◆ EXERCISE DESCRIPTION: Reproduce the passage from the Francheska Yarbusova biography word for word, starting with "Francheska Alfredovna Yarbusova" and going on through "beings explore images.".

***** SELECTED EXTRACT

Francheska Alfredovna Yarbusova (Франческа Альфредовна Ярбусова; born 13 October 1942), often credited as F. Yarbusova, is a Russian artist and the wife and collaborator of Yuri Norstein. Her father was Alfred L. Yarbus, a scientist famous for understanding how eye movements help human beings explore images.

== Biography ==
Born in Alma-Ata, then part of Kazakh SSR, Soviet Union, Yarbusova received a degree in film animation from VGIK in 1967, after which she began working for Soyuzmultfilm in the roles of art director or artist.

== Career ==
She debuted as art director in the film A Little Locomotive from Romashkovo, directed by Vladimir Degtyaryov, in 1967. She did also work on other films such as A White Skin and Plasticine Hedgehog, but is primarily known for her work as the art director and artist in the films of Yuri Norstein, beginning with The Battle of Kerzhenets in 1971.

**********
***** EXCERPTED DATA

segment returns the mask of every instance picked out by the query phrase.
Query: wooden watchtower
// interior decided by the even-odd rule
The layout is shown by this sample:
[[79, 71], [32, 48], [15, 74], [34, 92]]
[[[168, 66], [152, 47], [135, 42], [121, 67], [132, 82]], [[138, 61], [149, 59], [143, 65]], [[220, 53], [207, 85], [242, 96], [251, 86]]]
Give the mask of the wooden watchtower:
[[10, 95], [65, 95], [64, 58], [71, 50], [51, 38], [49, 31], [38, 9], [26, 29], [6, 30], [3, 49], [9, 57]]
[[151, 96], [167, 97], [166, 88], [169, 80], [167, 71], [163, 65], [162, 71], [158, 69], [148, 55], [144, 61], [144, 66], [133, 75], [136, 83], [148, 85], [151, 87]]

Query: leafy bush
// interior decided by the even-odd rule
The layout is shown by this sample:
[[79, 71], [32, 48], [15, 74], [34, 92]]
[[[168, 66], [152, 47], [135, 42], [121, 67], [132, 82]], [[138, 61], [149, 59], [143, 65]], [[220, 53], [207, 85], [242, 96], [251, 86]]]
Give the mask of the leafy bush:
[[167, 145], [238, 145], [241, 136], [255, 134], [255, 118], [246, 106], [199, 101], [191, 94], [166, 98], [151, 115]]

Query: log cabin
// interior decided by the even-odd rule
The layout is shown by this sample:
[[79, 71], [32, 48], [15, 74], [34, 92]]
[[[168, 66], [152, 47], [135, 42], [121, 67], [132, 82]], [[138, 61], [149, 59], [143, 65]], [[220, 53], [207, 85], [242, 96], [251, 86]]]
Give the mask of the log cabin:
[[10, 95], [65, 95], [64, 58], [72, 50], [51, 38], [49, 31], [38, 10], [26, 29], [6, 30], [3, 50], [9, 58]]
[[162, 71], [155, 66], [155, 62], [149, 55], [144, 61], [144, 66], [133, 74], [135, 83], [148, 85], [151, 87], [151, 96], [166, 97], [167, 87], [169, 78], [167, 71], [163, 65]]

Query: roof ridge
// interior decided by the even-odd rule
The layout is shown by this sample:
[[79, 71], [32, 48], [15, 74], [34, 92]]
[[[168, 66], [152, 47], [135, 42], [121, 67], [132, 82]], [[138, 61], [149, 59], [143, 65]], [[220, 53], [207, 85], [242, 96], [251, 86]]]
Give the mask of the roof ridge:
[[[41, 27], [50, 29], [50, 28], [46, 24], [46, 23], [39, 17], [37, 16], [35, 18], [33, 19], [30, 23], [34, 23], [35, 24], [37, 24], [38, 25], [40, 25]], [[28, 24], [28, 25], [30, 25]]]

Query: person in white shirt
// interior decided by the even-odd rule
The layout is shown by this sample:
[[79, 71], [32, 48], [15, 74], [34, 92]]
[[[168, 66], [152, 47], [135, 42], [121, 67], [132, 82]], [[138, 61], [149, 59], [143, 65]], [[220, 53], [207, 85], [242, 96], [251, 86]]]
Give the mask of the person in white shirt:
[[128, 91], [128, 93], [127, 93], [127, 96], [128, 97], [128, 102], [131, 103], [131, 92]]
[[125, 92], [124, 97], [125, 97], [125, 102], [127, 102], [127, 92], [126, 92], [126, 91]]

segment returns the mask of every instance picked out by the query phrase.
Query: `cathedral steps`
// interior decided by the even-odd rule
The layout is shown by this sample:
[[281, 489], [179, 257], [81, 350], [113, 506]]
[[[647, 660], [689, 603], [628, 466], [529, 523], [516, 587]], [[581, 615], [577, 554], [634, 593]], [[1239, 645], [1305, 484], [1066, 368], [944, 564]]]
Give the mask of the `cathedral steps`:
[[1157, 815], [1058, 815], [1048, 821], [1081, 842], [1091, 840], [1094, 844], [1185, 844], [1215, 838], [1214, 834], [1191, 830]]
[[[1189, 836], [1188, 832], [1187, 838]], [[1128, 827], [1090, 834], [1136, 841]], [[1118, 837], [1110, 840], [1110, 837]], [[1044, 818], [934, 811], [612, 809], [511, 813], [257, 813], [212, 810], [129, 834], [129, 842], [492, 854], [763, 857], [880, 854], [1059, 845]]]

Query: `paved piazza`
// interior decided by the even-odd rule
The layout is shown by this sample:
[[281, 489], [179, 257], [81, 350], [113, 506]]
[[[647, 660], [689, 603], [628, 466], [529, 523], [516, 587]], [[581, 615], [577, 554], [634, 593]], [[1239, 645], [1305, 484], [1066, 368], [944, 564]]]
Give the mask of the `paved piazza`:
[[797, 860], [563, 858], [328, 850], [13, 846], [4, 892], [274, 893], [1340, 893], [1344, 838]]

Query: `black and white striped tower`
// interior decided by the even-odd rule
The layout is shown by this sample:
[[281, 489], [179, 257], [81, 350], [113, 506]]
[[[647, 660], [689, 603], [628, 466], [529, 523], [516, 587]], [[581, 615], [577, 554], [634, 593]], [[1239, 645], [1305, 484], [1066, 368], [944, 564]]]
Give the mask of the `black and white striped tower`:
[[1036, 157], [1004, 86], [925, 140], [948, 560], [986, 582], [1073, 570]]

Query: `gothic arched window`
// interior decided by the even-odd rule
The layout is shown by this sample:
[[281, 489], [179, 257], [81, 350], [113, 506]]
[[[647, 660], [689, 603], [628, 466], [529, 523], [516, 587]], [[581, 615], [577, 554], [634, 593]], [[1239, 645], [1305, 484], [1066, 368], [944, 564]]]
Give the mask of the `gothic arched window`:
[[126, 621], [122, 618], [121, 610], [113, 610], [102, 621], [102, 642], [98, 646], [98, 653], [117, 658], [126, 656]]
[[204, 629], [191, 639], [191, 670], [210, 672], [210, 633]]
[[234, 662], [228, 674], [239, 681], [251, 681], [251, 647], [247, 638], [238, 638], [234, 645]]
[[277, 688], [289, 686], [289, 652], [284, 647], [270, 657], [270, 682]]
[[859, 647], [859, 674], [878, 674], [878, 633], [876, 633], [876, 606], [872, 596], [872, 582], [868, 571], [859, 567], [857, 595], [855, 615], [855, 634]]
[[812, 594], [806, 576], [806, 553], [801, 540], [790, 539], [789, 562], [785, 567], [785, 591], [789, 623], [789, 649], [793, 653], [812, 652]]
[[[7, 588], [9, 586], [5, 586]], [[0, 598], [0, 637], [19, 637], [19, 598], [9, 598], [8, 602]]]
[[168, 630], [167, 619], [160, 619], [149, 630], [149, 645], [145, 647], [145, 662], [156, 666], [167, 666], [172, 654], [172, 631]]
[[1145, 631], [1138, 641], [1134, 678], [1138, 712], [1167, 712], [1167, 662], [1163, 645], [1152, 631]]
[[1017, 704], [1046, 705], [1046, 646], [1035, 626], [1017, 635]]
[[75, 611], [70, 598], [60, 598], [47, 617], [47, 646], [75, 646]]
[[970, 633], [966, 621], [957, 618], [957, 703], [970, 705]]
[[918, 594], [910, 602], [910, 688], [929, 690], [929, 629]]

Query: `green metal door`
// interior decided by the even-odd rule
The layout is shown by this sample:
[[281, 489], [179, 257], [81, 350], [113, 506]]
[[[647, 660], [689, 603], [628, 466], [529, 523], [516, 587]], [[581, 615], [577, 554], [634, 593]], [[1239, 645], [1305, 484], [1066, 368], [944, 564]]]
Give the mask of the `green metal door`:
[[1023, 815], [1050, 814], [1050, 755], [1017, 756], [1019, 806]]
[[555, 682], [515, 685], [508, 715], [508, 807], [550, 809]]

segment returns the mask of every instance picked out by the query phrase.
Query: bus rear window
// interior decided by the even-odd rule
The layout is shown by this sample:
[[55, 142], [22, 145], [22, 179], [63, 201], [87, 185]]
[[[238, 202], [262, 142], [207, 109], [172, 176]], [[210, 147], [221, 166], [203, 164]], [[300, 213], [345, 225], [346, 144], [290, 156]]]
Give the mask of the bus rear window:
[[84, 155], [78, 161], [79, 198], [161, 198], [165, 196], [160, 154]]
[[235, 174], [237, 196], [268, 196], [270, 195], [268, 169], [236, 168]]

**********

◆ SOLUTION TO THIS TASK:
Francheska Alfredovna Yarbusova (Франческа Альфредовна Ярбусова; born 13 October 1942), often credited as F. Yarbusova, is a Russian artist and the wife and collaborator of Yuri Norstein. Her father was Alfred L. Yarbus, a scientist famous for understanding how eye movements help human beings explore images.